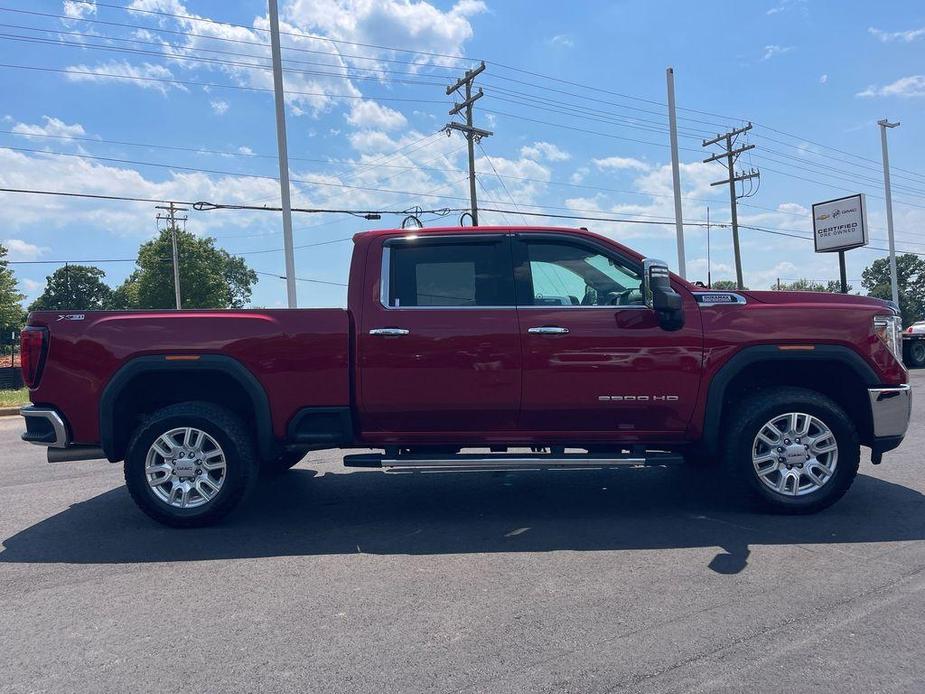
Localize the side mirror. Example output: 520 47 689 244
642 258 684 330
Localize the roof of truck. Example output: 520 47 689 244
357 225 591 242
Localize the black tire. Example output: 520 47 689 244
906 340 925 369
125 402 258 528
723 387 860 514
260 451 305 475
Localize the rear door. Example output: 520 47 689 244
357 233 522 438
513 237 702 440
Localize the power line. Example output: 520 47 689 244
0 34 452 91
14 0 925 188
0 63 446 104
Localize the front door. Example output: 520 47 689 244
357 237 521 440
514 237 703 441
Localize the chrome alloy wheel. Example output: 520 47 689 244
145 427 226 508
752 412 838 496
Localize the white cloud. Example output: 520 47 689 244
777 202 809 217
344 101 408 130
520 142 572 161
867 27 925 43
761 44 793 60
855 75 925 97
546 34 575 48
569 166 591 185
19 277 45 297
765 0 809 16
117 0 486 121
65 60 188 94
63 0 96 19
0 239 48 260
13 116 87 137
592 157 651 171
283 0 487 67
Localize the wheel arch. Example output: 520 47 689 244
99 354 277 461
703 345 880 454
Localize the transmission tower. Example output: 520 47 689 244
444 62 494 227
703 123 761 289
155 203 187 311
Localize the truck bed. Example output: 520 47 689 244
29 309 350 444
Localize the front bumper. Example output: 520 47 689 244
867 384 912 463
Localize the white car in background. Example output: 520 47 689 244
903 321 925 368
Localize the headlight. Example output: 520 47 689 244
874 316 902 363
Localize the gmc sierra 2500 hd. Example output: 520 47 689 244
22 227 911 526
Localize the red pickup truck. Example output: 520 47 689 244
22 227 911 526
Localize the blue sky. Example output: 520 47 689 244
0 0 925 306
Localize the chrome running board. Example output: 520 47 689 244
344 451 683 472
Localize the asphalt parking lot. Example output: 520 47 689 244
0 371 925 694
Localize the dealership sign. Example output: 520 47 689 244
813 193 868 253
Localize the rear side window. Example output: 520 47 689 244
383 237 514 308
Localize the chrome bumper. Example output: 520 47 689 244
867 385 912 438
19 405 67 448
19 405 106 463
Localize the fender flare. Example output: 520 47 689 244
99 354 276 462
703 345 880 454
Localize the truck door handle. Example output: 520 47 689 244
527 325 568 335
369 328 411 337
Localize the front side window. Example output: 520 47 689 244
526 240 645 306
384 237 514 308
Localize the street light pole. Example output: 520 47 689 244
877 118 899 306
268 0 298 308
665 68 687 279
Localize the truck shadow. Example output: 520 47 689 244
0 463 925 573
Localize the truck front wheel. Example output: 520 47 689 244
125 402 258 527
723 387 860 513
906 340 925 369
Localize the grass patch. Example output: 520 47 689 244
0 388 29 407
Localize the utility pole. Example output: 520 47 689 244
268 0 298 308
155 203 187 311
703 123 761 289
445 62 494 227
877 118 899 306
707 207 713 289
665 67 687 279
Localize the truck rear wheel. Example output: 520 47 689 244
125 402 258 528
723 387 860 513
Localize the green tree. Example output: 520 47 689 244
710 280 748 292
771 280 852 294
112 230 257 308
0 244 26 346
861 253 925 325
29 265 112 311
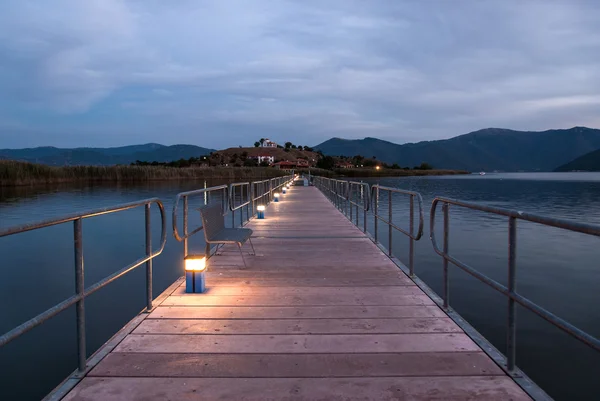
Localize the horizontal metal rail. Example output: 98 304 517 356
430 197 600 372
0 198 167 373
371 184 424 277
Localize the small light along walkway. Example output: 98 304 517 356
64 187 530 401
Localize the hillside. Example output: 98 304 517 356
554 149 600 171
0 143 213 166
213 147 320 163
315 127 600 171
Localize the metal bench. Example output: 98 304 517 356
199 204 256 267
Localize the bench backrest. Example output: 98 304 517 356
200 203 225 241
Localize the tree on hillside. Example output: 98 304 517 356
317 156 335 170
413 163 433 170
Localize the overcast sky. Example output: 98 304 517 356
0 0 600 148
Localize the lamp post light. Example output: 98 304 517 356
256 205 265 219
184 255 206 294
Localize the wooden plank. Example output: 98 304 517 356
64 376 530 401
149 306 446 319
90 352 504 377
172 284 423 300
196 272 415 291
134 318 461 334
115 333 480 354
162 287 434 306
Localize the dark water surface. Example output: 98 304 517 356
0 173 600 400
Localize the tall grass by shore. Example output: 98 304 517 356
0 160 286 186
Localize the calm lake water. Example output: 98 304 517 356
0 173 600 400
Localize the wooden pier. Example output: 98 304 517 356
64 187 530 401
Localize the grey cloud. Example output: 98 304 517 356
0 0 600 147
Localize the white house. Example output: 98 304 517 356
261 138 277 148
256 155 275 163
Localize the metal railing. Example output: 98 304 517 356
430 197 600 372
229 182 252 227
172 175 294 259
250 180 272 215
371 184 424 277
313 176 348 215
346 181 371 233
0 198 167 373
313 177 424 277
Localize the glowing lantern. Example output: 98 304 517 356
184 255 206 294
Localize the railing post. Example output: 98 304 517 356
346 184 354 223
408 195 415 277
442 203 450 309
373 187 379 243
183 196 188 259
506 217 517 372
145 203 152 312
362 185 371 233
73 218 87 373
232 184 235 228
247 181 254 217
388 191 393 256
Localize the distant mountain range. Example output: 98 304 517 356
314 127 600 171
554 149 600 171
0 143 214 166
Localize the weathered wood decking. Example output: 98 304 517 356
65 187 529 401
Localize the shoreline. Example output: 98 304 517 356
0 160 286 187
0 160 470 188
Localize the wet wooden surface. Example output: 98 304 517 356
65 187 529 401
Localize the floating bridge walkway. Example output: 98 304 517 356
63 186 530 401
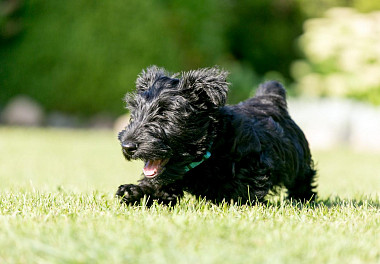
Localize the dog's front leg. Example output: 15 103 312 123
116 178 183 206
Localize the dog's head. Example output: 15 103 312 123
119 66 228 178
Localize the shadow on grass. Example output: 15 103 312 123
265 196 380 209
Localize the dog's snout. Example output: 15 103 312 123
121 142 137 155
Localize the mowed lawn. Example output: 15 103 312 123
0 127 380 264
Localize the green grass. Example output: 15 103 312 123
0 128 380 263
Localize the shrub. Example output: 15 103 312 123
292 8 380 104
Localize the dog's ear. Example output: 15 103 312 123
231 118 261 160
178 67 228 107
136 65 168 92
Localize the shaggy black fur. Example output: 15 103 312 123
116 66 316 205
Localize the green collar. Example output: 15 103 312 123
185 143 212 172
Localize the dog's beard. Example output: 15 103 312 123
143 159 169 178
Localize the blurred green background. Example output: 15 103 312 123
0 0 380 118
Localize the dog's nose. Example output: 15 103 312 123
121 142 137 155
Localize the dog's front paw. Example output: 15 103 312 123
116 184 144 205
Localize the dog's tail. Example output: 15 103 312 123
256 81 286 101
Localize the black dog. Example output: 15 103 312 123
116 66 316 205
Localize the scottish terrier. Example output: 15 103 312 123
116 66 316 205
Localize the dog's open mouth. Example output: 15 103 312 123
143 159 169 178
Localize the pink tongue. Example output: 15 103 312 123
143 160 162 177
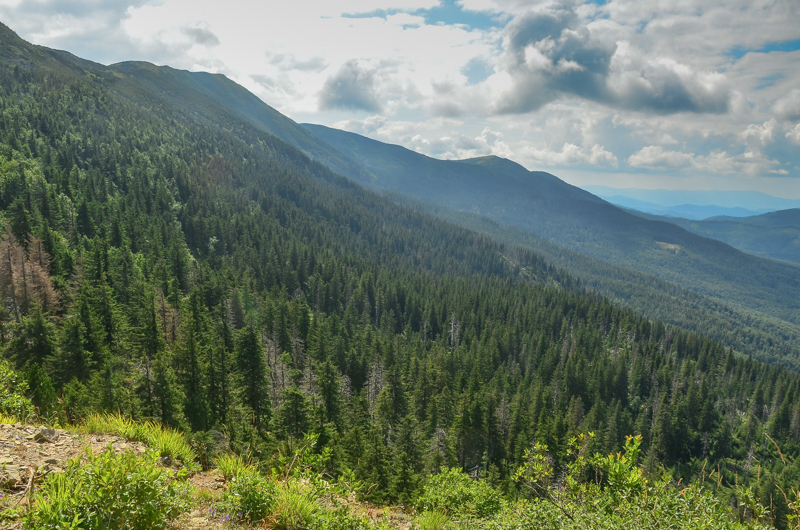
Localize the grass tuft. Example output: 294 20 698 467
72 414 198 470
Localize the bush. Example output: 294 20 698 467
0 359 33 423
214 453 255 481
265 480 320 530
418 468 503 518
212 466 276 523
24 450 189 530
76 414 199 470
==*==
*Exercise description:* Express all the rows above as a two-column CSV with the header request,boxes. Give one line per request, with its text in the first quoted field and its answer in the second, replacing any line breaks with spaces and leaving the pictures out.

*Task result:*
request,boxes
"Localize the side mirror. Example output: 520 47 689 244","642 258 684 330"
"Localize the roof of truck. Example output: 520 47 689 244","357 225 591 242"
"Localize the black tire. Example output: 520 47 689 244","906 340 925 369 125 402 258 528 723 387 860 514 260 451 305 475"
"Localize the rear door. Example output: 520 47 689 244","357 233 522 438 513 237 702 440"
"Localize the power line. Example output: 520 47 689 244","0 34 452 91 14 0 925 188 0 63 446 104"
"Localize the front door. Example output: 520 47 689 244","357 237 521 440 514 237 703 441"
"Localize the chrome alloy wheel. Example output: 520 47 689 244","145 427 226 508 752 412 838 496"
"Localize the white cloud. Example output: 520 47 689 244","777 202 809 217 344 101 408 130 520 142 572 161 867 27 925 43 761 44 793 60 855 75 925 97 546 34 575 48 569 166 591 185 19 277 45 297 765 0 809 16 117 0 486 121 65 60 188 94 63 0 96 19 0 239 48 260 13 116 87 137 592 157 651 171 283 0 487 67"
"Localize the wheel arch. Example output: 520 47 689 244","99 354 277 461 703 345 880 454"
"Localize the transmission tower. Example output: 520 47 689 244","444 62 494 227 703 123 761 289 155 203 187 311"
"Localize the truck bed. Example output: 520 47 689 244","29 309 350 444"
"Localize the front bumper. Example output: 520 47 689 244","867 384 912 463"
"Localize the white car in background. Example output: 520 47 689 244","903 321 925 368"
"Localize the headlight. Example output: 520 47 689 244","874 316 902 363"
"Localize the gmc sierra 2500 hd. Example output: 520 47 689 244","22 227 911 526"
"Localize the red pickup truck. Example output: 520 47 689 244","22 227 911 526"
"Localize the blue sky. Example output: 520 47 689 244","0 0 925 306"
"Localize the chrome running board. Example output: 520 47 689 244","344 451 683 472"
"Localize the asphalt parking lot. Example output: 520 47 689 244","0 371 925 694"
"Localize the dealership sign. Example output: 520 47 689 244","813 193 868 253"
"Localize the rear side window. Example output: 520 47 689 244","383 237 514 308"
"Localize the chrome bumper. Example output: 520 47 689 244","867 385 912 438 19 405 67 448 19 405 106 463"
"Localize the fender flare. Example output: 520 47 689 244","99 354 276 462 703 345 880 454"
"Localize the truck door handle. Example output: 520 47 689 244","527 325 568 335 369 328 411 337"
"Localize the front side window. Example output: 520 47 689 244","526 240 645 306 384 237 514 308"
"Localize the street light pole. Example output: 520 47 689 244","877 118 899 306 268 0 298 308 665 68 687 279"
"Localize the truck shadow. Example output: 520 47 689 244","0 463 925 573"
"Localize the truck front wheel. Example output: 520 47 689 244","125 402 258 527 723 387 860 513 906 340 925 369"
"Localize the grass patch. Example output: 520 47 689 244","0 388 29 407"
"Localize the utility pole. Example output: 520 47 689 244","268 0 298 308 155 203 187 311 703 123 761 289 445 62 494 227 877 118 899 306 707 207 713 289 665 67 687 279"
"Localize the truck rear wheel. Example output: 520 47 689 244","125 402 258 528 723 387 860 513"
"Localize the green tree. Example output: 520 47 689 244","710 280 748 292 771 280 852 294 112 230 257 308 0 244 26 346 861 253 925 325 29 265 112 311"
"Localize the horizontal metal rail. Example output: 98 304 517 356","430 197 600 372 0 198 167 373 371 184 424 277"
"Localize the small light along walkway. Example output: 98 304 517 356","64 187 530 401"
"Localize the hillside. Example output: 98 304 517 356","554 149 600 171 0 143 213 166 213 147 320 163 315 127 600 171"
"Localize the metal bench. Example output: 98 304 517 356","199 204 256 267"
"Localize the bench backrest. Example output: 98 304 517 356","200 203 225 241"
"Localize the tree on hillside. Example output: 98 304 517 356","317 156 335 170 413 163 433 170"
"Localize the overcast sky. Example output: 98 304 517 356","0 0 600 148"
"Localize the lamp post light. Example output: 98 304 517 356","256 205 265 219 184 255 206 294"
"Localize the wooden plank. Example output: 98 304 517 356","64 376 530 401 149 306 446 319 90 352 504 377 172 284 423 300 196 272 415 291 134 318 461 334 115 333 480 354 162 287 434 306"
"Localize the dark water surface. Example output: 98 304 517 356","0 173 600 400"
"Localize the tall grass by shore. Example output: 98 304 517 356","0 160 286 186"
"Localize the calm lake water. Example output: 98 304 517 356","0 173 600 400"
"Localize the wooden pier. Example output: 98 304 517 356","64 187 530 401"
"Localize the grey cloud. Example output: 98 304 517 356","0 0 600 147"
"Localize the white house. Example output: 98 304 517 356","261 138 277 148 256 155 275 163"
"Localize the metal railing. Example output: 98 304 517 356","430 197 600 372 229 182 252 227 172 175 294 259 250 180 272 215 371 184 424 277 313 176 348 215 346 181 371 233 0 198 167 373 313 177 424 277"
"Localize the glowing lantern. Example output: 98 304 517 356","184 255 206 294"
"Localize the railing post. Example output: 98 304 517 356","346 184 354 223 408 195 415 277 442 203 450 309 373 187 379 243 183 196 188 259 506 217 517 372 145 203 152 312 362 185 371 233 73 218 87 373 232 184 235 228 247 181 254 217 388 191 393 256"
"Localize the distant mountain range. Example output: 98 304 517 356","314 127 600 171 554 149 600 171 0 143 214 166"
"Localize the weathered wood decking. Example output: 98 304 517 356","65 187 529 401"
"Localize the shoreline. Example output: 98 304 517 356","0 160 286 187 0 160 470 188"
"Localize the wet wooden surface. Example output: 98 304 517 356","65 187 529 401"
"Localize the floating bridge walkway. Example output: 98 304 517 356","63 186 530 401"
"Localize the dog's front leg. Example output: 15 103 312 123","116 178 183 206"
"Localize the dog's head. Example output: 15 103 312 123","119 66 228 178"
"Localize the shadow on grass. Example output: 15 103 312 123","265 196 380 209"
"Localize the dog's snout. Example output: 15 103 312 123","121 142 137 155"
"Localize the mowed lawn. Example output: 15 103 312 123","0 127 380 264"
"Localize the green grass. Example output: 15 103 312 123","0 128 380 263"
"Localize the shrub. Example output: 15 103 312 123","292 8 380 104"
"Localize the dog's ear. Example output: 15 103 312 123","231 118 261 160 178 67 228 107 136 65 168 92"
"Localize the shaggy black fur. Example output: 15 103 312 123","116 66 316 205"
"Localize the green collar. Example output: 15 103 312 123","185 143 212 172"
"Localize the dog's beard. Example output: 15 103 312 123","143 159 169 178"
"Localize the blurred green background. Example output: 15 103 312 123","0 0 380 118"
"Localize the dog's nose. Example output: 15 103 312 123","121 142 137 155"
"Localize the dog's front paw. Example output: 15 103 312 123","116 184 144 205"
"Localize the dog's tail. Example output: 15 103 312 123","256 81 286 101"
"Localize the black dog. Example output: 15 103 312 123","116 66 316 205"
"Localize the scottish terrier. Example output: 15 103 312 123","116 66 316 205"
"Localize the dog's open mouth. Example output: 15 103 312 123","143 159 169 178"
"Localize the pink tongue. Example output: 15 103 312 123","143 160 162 177"
"Localize the grass tuft. Example output: 294 20 698 467","72 414 198 470"
"Localize the bush. Example output: 294 20 698 467","0 359 33 423 214 453 255 481 265 480 320 530 418 468 503 518 212 466 276 523 24 450 189 530 76 414 199 470"